■ PROBLEM DETAILS: Turn the stretch of the listing below, from the line containing "trace: black roof decoration" through the line containing "Now the black", into a Markdown table with the columns Row and Listing line. Leave out any blank lines.

════

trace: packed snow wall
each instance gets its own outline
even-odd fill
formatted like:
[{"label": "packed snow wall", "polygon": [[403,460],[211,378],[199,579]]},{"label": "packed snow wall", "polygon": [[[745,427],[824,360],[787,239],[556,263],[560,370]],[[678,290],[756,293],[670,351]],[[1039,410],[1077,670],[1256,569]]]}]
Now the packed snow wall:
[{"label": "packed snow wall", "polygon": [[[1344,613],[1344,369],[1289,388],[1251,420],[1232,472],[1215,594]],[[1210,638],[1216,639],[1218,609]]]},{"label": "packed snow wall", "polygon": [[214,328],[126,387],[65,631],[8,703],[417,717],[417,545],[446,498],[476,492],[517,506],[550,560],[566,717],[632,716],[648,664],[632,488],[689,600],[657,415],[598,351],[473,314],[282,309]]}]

════

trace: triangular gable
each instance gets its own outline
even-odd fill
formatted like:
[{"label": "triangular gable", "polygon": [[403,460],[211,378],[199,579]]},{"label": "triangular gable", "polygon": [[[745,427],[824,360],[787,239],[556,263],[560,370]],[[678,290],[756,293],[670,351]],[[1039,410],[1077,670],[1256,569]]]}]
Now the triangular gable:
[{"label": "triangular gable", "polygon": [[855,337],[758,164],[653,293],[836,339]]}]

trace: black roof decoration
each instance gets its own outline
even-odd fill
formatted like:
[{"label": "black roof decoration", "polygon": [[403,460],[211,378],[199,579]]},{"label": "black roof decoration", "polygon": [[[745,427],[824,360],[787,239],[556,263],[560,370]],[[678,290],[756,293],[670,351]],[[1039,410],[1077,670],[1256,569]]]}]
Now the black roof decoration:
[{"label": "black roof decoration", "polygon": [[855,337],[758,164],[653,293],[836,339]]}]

════

■ SOLUTION FOR THIS PROBLEM:
| Row | Listing line |
|---|---|
| 1 | trace: black roof decoration |
| 2 | each instance gets its own outline |
| 3 | even-odd fill |
| 4 | formatted like: |
| 5 | [{"label": "black roof decoration", "polygon": [[403,460],[211,378],[199,579]]},{"label": "black roof decoration", "polygon": [[[745,427],[824,360],[787,239],[556,263],[560,370]],[[678,290],[756,293],[670,351]],[[1039,410],[1077,670],[1256,569]]]}] |
| 6 | Now the black roof decoration: |